* WHAT THIS TASK INVOLVES
Write out the whole listing below word for word, leaving out the pictures.

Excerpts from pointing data
[Start]

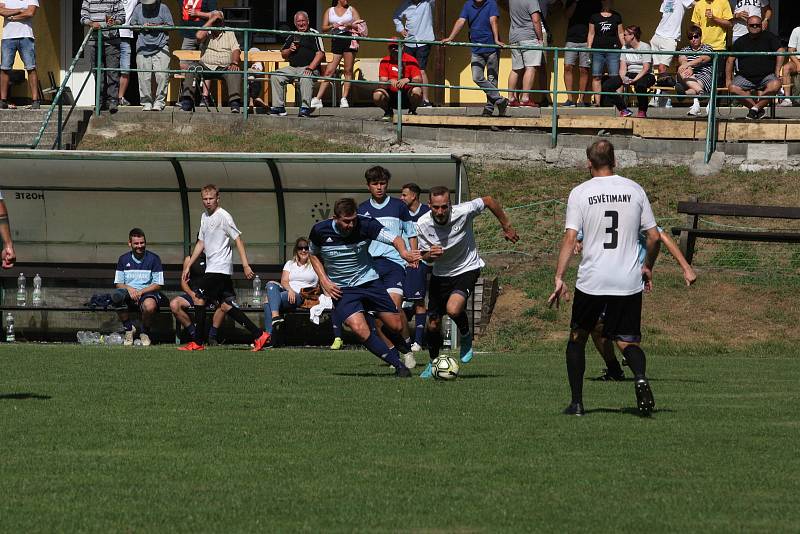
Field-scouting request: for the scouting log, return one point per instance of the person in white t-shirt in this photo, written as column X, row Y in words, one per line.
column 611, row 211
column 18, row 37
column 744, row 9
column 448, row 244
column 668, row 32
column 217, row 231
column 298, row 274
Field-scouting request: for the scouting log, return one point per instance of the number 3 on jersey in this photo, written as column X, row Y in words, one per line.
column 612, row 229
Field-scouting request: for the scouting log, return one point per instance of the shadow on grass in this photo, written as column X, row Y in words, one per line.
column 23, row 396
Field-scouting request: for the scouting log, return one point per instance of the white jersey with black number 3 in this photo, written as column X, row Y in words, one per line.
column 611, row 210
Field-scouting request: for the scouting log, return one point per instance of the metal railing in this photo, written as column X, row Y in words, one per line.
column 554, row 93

[End]

* RESPONSE
Field-scouting request: for the scouting log, return one point per instance of the person in white t-shirt in this photo, written as column X, row Y in words, one per line.
column 611, row 211
column 18, row 37
column 744, row 9
column 448, row 244
column 668, row 32
column 217, row 231
column 298, row 274
Field-scouting request: for the scouting log, return one point per instance of the number 3 on jersey in this photo, written as column X, row Y in words, one per line.
column 612, row 229
Field-scouting request: for the scouting log, return one point per instance of the shadow on grass in this photo, written as column X, row Y in words, one per line.
column 23, row 396
Field-scouting request: for the scouting log, return one point per instance of the white jersey with black number 3 in this photo, written as column X, row Y in words, one per line.
column 611, row 210
Field-scouting request: for the scouting log, return one point per instance of the metal railing in this photo, written as column X, row Y in words, one per line.
column 554, row 93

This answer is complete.